Start of Page text

Re: Math Midget seeks help with odds

chrystalia wrote:

Greetings:

I am not a math professional, but I am hoping someone will help me. My
partner and I are running what could be termed "binary prediction
tests", in that we are testing subjects on their ability to predict the
outcome of coin tosses (heads or tails) and the colors of unseen
playing cards (red or black). The tests are, obviously, designed to
determine the presence or absence of so-called psychic abilities
(precognition, mainly). We have data sets that obviously show non
random affects. The question is, how unlikely are the divergences? For
example, we have one subject who has tossed a total of 222 tails
(longest streak 23 consecutive tails) and 135 heads in a single series
of tosses, and consistently tosses a head/tail ratio of 2:1.

If someone "consistently" tosses a head/tail ratio of 2:1 then either
the coin is biased, your procedure is somehow otherwise flawed, or the
subject is tricking you.

End of Page text

Tasks for this exercise:
#1 Quote the passage of the forum post that begins with the words containing "I am not a math" and ends with "ratio of 2:1.".
#2 Gather every line of the records that contains the string "woman", matching case exactly.

Start of Data entries

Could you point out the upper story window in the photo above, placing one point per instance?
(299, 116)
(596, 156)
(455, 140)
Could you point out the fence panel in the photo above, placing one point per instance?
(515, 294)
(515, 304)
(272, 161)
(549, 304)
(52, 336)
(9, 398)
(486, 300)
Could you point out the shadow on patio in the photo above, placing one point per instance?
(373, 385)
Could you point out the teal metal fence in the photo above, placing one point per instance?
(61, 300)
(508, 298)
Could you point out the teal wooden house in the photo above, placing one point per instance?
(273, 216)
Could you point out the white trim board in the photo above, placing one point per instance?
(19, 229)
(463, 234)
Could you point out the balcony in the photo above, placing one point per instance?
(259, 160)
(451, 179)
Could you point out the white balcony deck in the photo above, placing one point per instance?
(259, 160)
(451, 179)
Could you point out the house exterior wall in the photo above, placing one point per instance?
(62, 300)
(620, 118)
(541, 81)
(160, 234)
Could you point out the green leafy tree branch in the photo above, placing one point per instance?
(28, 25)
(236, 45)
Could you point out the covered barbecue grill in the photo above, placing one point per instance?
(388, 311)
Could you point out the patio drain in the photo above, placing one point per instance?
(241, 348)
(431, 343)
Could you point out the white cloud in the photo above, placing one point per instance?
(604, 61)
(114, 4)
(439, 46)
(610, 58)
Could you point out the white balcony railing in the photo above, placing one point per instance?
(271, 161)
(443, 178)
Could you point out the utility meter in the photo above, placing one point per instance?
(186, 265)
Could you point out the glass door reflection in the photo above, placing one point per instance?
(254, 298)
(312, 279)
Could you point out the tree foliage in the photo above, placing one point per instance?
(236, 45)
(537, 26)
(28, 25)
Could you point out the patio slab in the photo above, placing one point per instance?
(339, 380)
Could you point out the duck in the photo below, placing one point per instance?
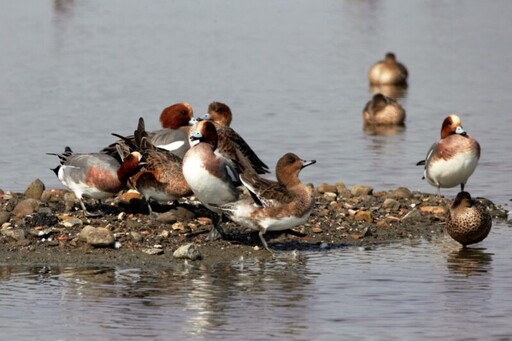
(274, 205)
(95, 175)
(469, 221)
(176, 121)
(388, 71)
(383, 110)
(212, 177)
(453, 159)
(161, 177)
(231, 145)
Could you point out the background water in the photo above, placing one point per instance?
(294, 74)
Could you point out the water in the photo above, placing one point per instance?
(294, 73)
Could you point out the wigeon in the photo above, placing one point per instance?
(275, 205)
(231, 144)
(451, 161)
(469, 221)
(388, 72)
(176, 121)
(211, 177)
(161, 177)
(383, 110)
(95, 175)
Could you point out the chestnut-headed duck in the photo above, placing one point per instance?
(388, 72)
(275, 205)
(161, 177)
(451, 160)
(231, 144)
(469, 221)
(95, 175)
(176, 121)
(212, 177)
(383, 110)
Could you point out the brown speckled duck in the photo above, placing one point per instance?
(383, 110)
(469, 221)
(388, 72)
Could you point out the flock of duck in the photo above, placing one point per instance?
(205, 157)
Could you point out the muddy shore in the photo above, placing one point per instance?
(46, 227)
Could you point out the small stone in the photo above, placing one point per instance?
(73, 222)
(365, 216)
(330, 195)
(85, 232)
(153, 251)
(324, 188)
(391, 204)
(101, 237)
(4, 217)
(16, 233)
(382, 224)
(53, 195)
(164, 234)
(167, 218)
(360, 190)
(434, 210)
(178, 226)
(35, 190)
(412, 216)
(316, 229)
(189, 251)
(25, 207)
(400, 193)
(340, 187)
(136, 236)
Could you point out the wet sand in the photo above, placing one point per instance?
(46, 227)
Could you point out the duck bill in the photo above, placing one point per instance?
(306, 163)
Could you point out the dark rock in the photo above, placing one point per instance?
(34, 190)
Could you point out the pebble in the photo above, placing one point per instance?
(153, 251)
(101, 237)
(411, 216)
(26, 207)
(4, 217)
(188, 251)
(363, 216)
(167, 218)
(360, 190)
(391, 204)
(16, 233)
(35, 190)
(73, 222)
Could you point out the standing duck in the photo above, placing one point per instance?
(275, 205)
(451, 161)
(95, 175)
(176, 121)
(231, 144)
(212, 177)
(469, 221)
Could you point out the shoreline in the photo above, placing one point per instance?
(43, 227)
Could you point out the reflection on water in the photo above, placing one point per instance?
(469, 261)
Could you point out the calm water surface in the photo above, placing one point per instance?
(294, 73)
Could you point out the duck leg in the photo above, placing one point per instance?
(216, 232)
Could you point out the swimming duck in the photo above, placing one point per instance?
(383, 110)
(388, 72)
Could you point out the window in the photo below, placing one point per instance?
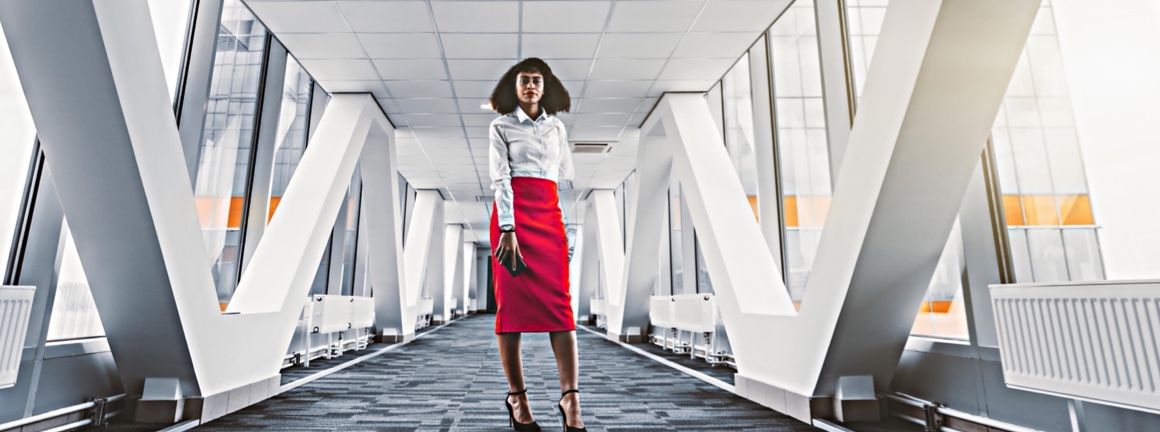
(1051, 227)
(227, 142)
(739, 141)
(942, 314)
(803, 148)
(74, 314)
(290, 141)
(17, 137)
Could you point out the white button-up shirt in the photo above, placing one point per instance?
(521, 146)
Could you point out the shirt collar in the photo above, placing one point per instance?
(520, 115)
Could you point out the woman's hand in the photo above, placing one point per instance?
(508, 249)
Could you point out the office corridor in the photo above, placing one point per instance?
(451, 380)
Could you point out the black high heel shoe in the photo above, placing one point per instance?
(516, 425)
(560, 405)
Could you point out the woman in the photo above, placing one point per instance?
(529, 157)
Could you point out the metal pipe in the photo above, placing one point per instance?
(58, 412)
(71, 426)
(901, 397)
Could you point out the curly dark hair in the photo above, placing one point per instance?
(555, 96)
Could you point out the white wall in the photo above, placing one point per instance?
(1111, 56)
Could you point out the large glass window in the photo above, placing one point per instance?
(16, 141)
(803, 148)
(74, 314)
(290, 141)
(1048, 208)
(350, 232)
(224, 160)
(739, 135)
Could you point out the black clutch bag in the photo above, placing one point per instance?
(520, 266)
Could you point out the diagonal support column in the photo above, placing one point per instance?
(932, 94)
(98, 95)
(629, 306)
(452, 270)
(383, 227)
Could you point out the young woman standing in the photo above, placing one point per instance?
(530, 160)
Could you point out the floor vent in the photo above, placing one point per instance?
(591, 148)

End of Data entries

Answers per task:
#1
I am not a math professional, but I am hoping someone will help me. My
partner and I are running what could be termed "binary prediction
tests", in that we are testing subjects on their ability to predict the
outcome of coin tosses (heads or tails) and the colors of unseen
playing cards (red or black). The tests are, obviously, designed to
determine the presence or absence of so-called psychic abilities
(precognition, mainly). We have data sets that obviously show non
random affects. The question is, how unlikely are the divergences? For
example, we have one subject who has tossed a total of 222 tails
(longest streak 23 consecutive tails) and 135 heads in a single series
of tosses, and consistently tosses a head/tail ratio of 2:1.

#2
Could you point out the woman's hand in the photo above, placing one point per instance?
Could you point out the woman in the photo above, placing one point per instance?
Could you point out the young woman standing in the photo above, placing one point per instance?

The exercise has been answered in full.